» **EXERCISES**
(A) Reproduce everything in the New Year resolution post from "Building Prospects We" down to "hardly laughing inside.".
(B) Return each line of the records that contains the string "seated".

» **DOCUMENT SEGMENT**
Building Prospects We Can Depend On


This New Year I’ve been tasked with the resolution: Get Serious!

You play around too much R--. No one is taking you serious. You put people off.

And I go on…keeping right on being me, because I know, and as time will show…perhaps right here in this rez…that I’m hardly laughing inside.

But that’s that, and for now I will keep away from all that, to pull out of the starting gate imparting a few pearls of toil put into achieving my 2011 resolution goals. YAE.

In 2011 I’m coming out with my three…actually FIVE... new titles. (My mystery piece & poetry book I have scheduled to publish November 2011) That’s how serious I am, and was, after laughing my way through 2010…blogging, and reading, and reviewing, and interviewing, and posting my hundreds of ‘taking it easy’ comments and tweets on twitter and numerous Ning rings, blogs, and websites. And yes, I had the nine-to-five to boot, and children and a family pulling on me every-so often, along with a husband who’s doing everything he can, just short of picking me up and literally carrying me in his arms from place to place.

A Piece of Peace, ISBN-9780982715253, is my spiritual romantic piece scheduled to release May 2011. The work is 250 pages and delves into forgiveness, in (of course) one of my uncanny styles. In this piece, Cliff is very angry about the way his sister has treated him growing up. Reminded of her ways, when she returns home with a husband in tow, he seeks retribution by hurting and humiliating her in return. Hang on to the book however, because this tale throws in nuances spiraling from Cliff’s actions to render an age-old axiom, ‘when you seek to keep your foot on a man’s back, you ain’t going nowhere’ …either personally, monetarily, harmoniously or spiritually. Cliff must learn it's not about her, or being a good person. It's about forgiveness so that he can move on with his life to restore joy.

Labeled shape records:
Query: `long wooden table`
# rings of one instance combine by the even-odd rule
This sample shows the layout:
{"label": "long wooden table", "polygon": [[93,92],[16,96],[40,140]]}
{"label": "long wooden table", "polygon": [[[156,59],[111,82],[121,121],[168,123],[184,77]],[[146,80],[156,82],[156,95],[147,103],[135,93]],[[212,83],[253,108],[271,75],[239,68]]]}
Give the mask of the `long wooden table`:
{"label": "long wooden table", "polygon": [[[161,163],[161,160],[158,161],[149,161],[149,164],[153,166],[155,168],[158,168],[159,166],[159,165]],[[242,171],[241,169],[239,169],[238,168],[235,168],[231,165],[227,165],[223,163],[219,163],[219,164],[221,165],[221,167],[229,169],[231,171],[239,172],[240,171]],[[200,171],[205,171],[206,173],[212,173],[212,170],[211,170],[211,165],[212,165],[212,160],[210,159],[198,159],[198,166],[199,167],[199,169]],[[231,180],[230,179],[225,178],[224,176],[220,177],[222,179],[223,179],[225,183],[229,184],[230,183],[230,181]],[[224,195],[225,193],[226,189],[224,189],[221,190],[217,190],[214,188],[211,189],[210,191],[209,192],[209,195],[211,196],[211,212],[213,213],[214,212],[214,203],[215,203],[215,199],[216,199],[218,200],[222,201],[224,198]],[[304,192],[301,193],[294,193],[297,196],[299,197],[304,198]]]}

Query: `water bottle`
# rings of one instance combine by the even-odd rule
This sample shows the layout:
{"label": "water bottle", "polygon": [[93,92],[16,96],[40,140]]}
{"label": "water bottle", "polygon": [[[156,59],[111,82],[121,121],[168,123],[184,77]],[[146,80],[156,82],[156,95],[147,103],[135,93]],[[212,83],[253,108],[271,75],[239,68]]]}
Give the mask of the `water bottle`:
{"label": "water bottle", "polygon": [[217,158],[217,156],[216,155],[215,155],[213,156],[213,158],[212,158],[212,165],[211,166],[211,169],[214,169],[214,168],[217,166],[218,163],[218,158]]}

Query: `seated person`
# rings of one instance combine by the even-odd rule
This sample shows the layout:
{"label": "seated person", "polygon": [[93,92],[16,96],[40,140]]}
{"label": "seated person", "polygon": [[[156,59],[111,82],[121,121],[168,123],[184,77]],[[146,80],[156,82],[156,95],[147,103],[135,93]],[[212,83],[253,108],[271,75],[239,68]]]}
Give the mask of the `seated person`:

» **OUTPUTS**
(A)
Building Prospects We Can Depend On


This New Year I’ve been tasked with the resolution: Get Serious!

You play around too much R--. No one is taking you serious. You put people off.

And I go on…keeping right on being me, because I know, and as time will show…perhaps right here in this rez…that I’m hardly laughing inside.

(B)
Query: `seated person`
{"label": "seated person", "polygon": [[93,92],[16,96],[40,140]]}
{"label": "seated person", "polygon": [[[156,59],[111,82],[121,121],[168,123],[184,77]],[[146,80],[156,82],[156,95],[147,103],[135,93]],[[212,83],[253,108],[271,75],[239,68]]]}
Give the mask of the `seated person`:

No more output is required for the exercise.